- _Tasks_:
[a] In the DiCaprio profile, reproduce the stretch from "And that, unlike" through "of true loyalty.".
[b] Answer these from the DiCaprio profile:
(i) On what date is "The Departed" due out?
(ii) How long did DiCaprio spend in Africa for "Blood Diamond"?
(iii) How old is DiCaprio?
[c] Write what comes next in the DiCaprio profile, starting after its final sentence.

Leonardo DiCaprio is taller
in person than he appears on screen, which is rare in a movie star. Also
broader, though not to say heavier or gym-rat pumped. But gone is the weedy
boyishness that turned "Titanic" into a tweener smash, that followed him through
"Catch Me if You Can" and made Howard Hughes' final mental and physical
dwindling believable in "The Aviator."
In his A-list requisite baseball cap and shades, DiCaprio could still pass
for a hipster agent, but there is something unexpectedly substantial about him.
And that, unlike his height, is very much evident on screen. In his two
upcoming movies -- Martin Scorsese's "The Departed," due out Oct. 6, and Ed
Zwick's "Blood Diamond," following on Dec. 15 -- DiCaprio leaves the
coming-of-age sphere and enters the world of real men, taking on roles that are
emotionally complicated, roles that establish him as the once and future leading
man.
"The Departed," which burrows into the Boston underworld, is vintage
Scorsese, rife with grit and gore. As a cop who infiltrates a mob run by Jack
Nicholson, DiCaprio stands fully baptized into the Scorsese canon, smashing
gangsters in the head with beer mugs, holding fellow officers at gunpoint and
going mano a mano with Nicholson in all his maniacal glory while trying to
decipher the code of true loyalty.
For "Blood Diamond," he spent six months in Africa, trading a Boston accent
for Afrikaans to play a South African gun runner-mercenary who navigates
war-torn Sierra Leone, vicious diamond cartels and moral vexations in the person
of a comely journalist (Jennifer Connelly) to "help" a tribal fisherman (Djimon
Hounsou) recover a diamond of unparalleled value.
DiCaprio has long been considered one of the finest actors of his generation,
but with these two films he seems ready to accept the Big Star mantle that
"Titanic" tried to thrust on him almost 10 years ago.
"There is always a moment in an actor's life, in a man's life, when he begins
to own his size," Zwick says. "When you begin taking responsibility for your
opportunities, admitting the depth of your ambition, coming into a stage of
mastery. And that is what is happening here."
Talking to the man himself, however, there is no indication of some supernova
about to burst. DiCaprio, 31, is still gun-shy over the explosion of fame that
followed "Titanic" and does little press. "I really feel the most important part
of being an actor is to keep his personal life to himself," he says. "The less I
know about an actor's daily activities, the less baggage I bring to his
performance."

- _Dataset content_:
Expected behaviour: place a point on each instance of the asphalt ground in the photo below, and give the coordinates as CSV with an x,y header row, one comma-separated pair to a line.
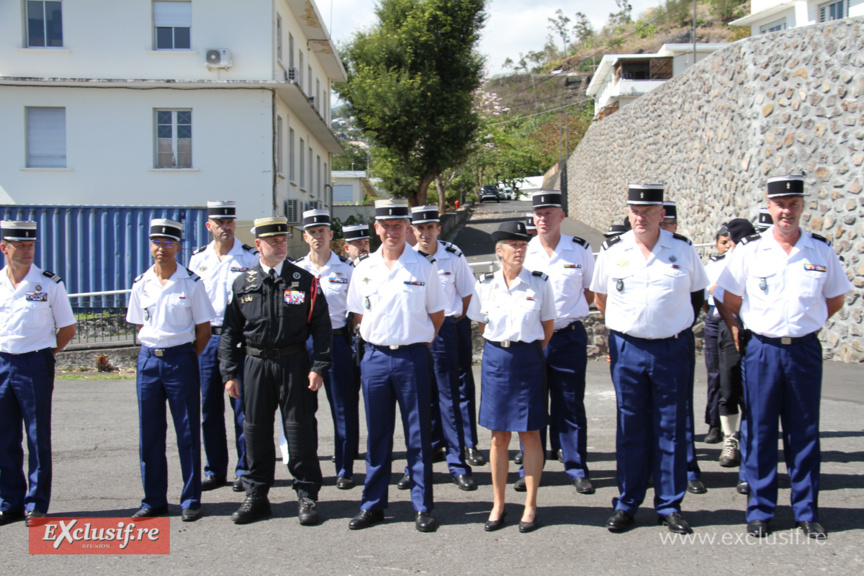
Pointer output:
x,y
96,473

- _Answers provided_:
[a]
And that, unlike his height, is very much evident on screen. In his two
upcoming movies -- Martin Scorsese's "The Departed," due out Oct. 6, and Ed
Zwick's "Blood Diamond," following on Dec. 15 -- DiCaprio leaves the
coming-of-age sphere and enters the world of real men, taking on roles that are
emotionally complicated, roles that establish him as the once and future leading
man.
"The Departed," which burrows into the Boston underworld, is vintage
Scorsese, rife with grit and gore. As a cop who infiltrates a mob run by Jack
Nicholson, DiCaprio stands fully baptized into the Scorsese canon, smashing
gangsters in the head with beer mugs, holding fellow officers at gunpoint and
going mano a mano with Nicholson in all his maniacal glory while trying to
decipher the code of true loyalty.

[b]
(i) Oct. 6
(ii) Six months
(iii) 31

[c]
Although he does arrive for an interview and photo shoot at the Hotel Bel-Air
with a stylist and Armani in tow, when he sits down to talk, he seems much more
like the low-key local guy he professes to be than a star with $20-million-per
status and a personal relationship with Scorsese.
"The Departed" is the third film the two have done together -- after "Gangs
of New York" and "The Aviator" -- and the first contemporary story. Based on the
highly regarded Hong Kong film "Infernal Affairs," William Monahan's script hit
their desks around the same time two years ago. "We both read it and said,
'We've got to do this film. Immediately,' " DiCaprio says. "Usually, you have to
tinker with the story or the script -- like 'The Aviator' took 10 years. But
this was like, 'Let's do this, yes.' We got other people involved, and there it
is."
Of course, those "other people" include Matt Damon, Mark Wahlberg, Martin
Sheen, Vera Farmiga, Alec Baldwin and, last but certainly not least, Nicholson.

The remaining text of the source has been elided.